Text shown
This season on Things That Go Boom, we’re starting in Canada, because four years after Jan. 6, the US is as divided as ever. And we wondered if it might be headed for an October Crisis of its own.

It doesn’t take a lot of people to create a lot of fear. But what does it mean for a place to devolve into the grip of that fear, and how do we escape it?

GUESTS

Jean Foster, retired schoolteacher; Elizabeth Morgan, philanthropist and organic farmer; Chris Oliveros, graphic novelist, “Are You Willing To Die For The Cause”; Alexandre Turgeon, historian, Laval University; Peter Graefe, political scientist, McGill University

RESOURCES

You can buy Are You Willing to Die for the Cause? by Chris Oliveros here.

Items

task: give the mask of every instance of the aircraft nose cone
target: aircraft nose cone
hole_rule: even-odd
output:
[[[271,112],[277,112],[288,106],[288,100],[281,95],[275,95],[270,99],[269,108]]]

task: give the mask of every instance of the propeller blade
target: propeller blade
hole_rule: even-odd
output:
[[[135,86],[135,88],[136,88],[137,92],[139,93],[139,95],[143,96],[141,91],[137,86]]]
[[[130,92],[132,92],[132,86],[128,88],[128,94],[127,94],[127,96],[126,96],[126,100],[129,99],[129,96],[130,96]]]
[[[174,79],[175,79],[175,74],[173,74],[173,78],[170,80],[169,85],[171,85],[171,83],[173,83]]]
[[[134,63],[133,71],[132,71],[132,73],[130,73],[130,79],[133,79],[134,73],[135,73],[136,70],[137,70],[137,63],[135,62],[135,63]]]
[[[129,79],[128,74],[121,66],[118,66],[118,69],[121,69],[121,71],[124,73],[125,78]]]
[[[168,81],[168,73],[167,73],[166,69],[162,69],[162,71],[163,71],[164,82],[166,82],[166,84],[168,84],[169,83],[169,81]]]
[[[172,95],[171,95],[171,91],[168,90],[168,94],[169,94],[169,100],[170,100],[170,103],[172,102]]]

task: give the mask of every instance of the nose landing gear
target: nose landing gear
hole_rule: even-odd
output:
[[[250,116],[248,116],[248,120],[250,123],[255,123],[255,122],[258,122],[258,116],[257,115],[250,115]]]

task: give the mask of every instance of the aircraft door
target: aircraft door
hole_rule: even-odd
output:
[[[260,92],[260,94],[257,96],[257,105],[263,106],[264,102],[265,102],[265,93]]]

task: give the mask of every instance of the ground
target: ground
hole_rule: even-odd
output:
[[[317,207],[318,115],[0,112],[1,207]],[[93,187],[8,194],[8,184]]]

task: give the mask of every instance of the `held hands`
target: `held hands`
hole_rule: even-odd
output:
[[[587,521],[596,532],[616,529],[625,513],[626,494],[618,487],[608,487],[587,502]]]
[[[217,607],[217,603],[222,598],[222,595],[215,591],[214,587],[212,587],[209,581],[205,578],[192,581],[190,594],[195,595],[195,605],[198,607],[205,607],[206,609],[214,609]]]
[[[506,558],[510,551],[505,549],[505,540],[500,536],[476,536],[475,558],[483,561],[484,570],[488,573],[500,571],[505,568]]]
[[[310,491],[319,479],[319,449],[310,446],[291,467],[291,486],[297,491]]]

Problems and tasks
1. Retype the stretch of the episode description from "Jean Foster, retired" through "Chris Oliveros here.".
2. According to the episode description, which university is Alexandre Turgeon affiliated with?

Results by task
1.
Jean Foster, retired schoolteacher; Elizabeth Morgan, philanthropist and organic farmer; Chris Oliveros, graphic novelist, “Are You Willing To Die For The Cause”; Alexandre Turgeon, historian, Laval University; Peter Graefe, political scientist, McGill University

RESOURCES

You can buy Are You Willing to Die for the Cause? by Chris Oliveros here.

2. Laval University